• **WORK TO BE COMPLETED**
Only an exact repetition of every entry counts as the answer.
☆ ☆ ☆
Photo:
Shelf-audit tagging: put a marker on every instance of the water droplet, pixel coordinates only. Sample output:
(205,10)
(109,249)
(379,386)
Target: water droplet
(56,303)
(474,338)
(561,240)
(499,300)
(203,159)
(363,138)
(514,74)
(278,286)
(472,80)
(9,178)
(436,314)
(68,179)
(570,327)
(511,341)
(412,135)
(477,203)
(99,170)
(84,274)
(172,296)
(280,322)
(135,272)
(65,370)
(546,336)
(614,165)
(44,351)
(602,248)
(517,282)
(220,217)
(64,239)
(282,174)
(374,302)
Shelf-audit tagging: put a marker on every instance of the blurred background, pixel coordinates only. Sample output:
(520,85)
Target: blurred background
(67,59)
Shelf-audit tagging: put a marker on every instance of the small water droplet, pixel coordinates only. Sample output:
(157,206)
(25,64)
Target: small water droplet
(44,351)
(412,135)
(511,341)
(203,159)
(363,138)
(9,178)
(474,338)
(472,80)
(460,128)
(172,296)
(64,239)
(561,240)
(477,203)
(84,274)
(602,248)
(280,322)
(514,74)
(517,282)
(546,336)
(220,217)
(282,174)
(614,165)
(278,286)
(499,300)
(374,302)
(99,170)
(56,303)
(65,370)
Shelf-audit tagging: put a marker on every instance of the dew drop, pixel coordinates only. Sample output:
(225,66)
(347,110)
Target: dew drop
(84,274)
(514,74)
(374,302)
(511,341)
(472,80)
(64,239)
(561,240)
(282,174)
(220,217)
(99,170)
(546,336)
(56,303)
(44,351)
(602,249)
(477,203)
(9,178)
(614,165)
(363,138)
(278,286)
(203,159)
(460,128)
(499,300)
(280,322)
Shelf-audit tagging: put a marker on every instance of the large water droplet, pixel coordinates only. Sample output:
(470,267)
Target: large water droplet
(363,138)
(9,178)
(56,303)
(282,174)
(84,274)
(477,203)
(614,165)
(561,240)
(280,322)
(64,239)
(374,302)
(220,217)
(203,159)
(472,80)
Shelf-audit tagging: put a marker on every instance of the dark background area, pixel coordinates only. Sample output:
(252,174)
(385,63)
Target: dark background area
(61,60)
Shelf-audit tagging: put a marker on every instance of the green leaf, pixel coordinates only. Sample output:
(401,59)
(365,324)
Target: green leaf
☆ ☆ ☆
• **ANSWER FOR THIS EXERCISE**
Photo:
Shelf-audit tagging: put a marker on every instance of the water droplet, pixel coordinates only. Sample output:
(205,10)
(109,249)
(379,386)
Target: water droplet
(56,303)
(474,338)
(561,240)
(499,300)
(203,159)
(363,138)
(514,74)
(278,286)
(472,80)
(9,178)
(436,314)
(68,179)
(570,327)
(511,341)
(412,135)
(477,203)
(99,170)
(84,274)
(172,296)
(280,322)
(135,272)
(65,370)
(546,336)
(614,165)
(44,351)
(602,248)
(517,282)
(220,217)
(64,239)
(282,174)
(374,302)
Shelf-audit tagging: put a marker on every instance of the blurred background, pixel coordinates only. Sample output:
(520,85)
Target: blurred background
(67,59)
Shelf-audit tagging: put a marker on every instance of the small water droplet, pixel coordinates only. Sample output:
(157,206)
(25,64)
Target: small water droplet
(44,351)
(412,135)
(511,341)
(203,159)
(363,138)
(9,178)
(474,338)
(472,80)
(460,128)
(172,296)
(64,239)
(561,240)
(477,203)
(84,274)
(602,248)
(280,322)
(514,74)
(517,282)
(546,336)
(220,217)
(282,174)
(614,165)
(278,286)
(499,300)
(374,302)
(99,170)
(56,303)
(65,370)
Shelf-audit tagging: put a marker on every instance of the dew drop, pixel coordinates only. Sample output:
(225,66)
(347,110)
Target: dew drop
(84,274)
(514,74)
(374,302)
(511,341)
(472,80)
(64,239)
(561,240)
(282,174)
(220,217)
(99,170)
(546,336)
(56,303)
(44,351)
(602,249)
(477,203)
(9,178)
(614,165)
(363,138)
(278,286)
(203,159)
(460,128)
(499,300)
(280,322)
Shelf-audit tagging: put a marker on every instance of the large water droplet, pixel coordinates only. Sample output:
(470,267)
Target: large water droplet
(363,138)
(9,178)
(56,303)
(282,174)
(84,274)
(477,203)
(614,165)
(561,240)
(280,322)
(64,239)
(374,302)
(220,217)
(203,159)
(472,80)
Shelf-audit tagging: put a marker on every instance of the dark background area, pixel coordinates only. Sample output:
(252,174)
(385,63)
Target: dark background area
(61,60)
Shelf-audit tagging: put a marker on every instance of the green leaf, pixel coordinates only. Sample output:
(401,59)
(365,324)
Target: green leaf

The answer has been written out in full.